Material to process
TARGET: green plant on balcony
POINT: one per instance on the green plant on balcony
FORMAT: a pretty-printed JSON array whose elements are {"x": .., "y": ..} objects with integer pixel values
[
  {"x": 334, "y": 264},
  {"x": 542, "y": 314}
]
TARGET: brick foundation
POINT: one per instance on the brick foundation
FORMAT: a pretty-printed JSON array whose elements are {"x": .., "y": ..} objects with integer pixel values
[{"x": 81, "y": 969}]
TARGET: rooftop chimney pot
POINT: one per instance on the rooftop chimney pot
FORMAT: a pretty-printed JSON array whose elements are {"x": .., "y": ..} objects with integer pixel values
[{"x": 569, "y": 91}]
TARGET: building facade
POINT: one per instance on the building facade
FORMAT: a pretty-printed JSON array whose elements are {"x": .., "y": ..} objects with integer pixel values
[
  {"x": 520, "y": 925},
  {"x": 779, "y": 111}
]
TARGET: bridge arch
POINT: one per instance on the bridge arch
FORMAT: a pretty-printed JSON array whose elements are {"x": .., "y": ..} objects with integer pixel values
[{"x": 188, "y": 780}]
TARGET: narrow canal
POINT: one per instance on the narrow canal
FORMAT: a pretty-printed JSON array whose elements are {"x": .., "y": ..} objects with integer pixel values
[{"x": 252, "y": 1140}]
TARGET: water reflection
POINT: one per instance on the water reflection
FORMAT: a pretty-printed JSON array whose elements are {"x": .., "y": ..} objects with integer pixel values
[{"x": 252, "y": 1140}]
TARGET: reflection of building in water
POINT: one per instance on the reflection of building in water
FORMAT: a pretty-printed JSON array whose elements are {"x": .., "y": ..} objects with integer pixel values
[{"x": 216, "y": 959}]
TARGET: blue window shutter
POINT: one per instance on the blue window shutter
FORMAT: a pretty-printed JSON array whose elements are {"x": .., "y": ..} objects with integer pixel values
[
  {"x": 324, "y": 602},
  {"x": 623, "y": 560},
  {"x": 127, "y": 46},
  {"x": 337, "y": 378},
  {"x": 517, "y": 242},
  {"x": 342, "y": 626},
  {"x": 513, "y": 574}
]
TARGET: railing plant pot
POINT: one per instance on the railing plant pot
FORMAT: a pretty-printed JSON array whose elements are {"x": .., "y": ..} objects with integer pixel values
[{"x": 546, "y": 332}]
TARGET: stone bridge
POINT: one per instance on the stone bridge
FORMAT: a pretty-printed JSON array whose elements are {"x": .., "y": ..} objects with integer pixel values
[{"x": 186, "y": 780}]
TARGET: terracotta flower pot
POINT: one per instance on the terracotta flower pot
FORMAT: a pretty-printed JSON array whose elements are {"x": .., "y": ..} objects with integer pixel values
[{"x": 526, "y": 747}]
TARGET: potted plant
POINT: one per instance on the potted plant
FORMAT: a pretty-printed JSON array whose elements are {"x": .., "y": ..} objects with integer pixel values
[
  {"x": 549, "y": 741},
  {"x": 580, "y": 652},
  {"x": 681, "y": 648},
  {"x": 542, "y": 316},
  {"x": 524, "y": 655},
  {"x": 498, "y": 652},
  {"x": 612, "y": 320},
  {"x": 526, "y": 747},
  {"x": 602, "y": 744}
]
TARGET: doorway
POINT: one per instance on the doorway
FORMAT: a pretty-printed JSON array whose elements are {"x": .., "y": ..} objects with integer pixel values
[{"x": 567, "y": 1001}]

What you will do
Using only the data above, copy out the lines that include the word "potted".

Your response
TARGET: potted plant
POINT: one per instance on the potted plant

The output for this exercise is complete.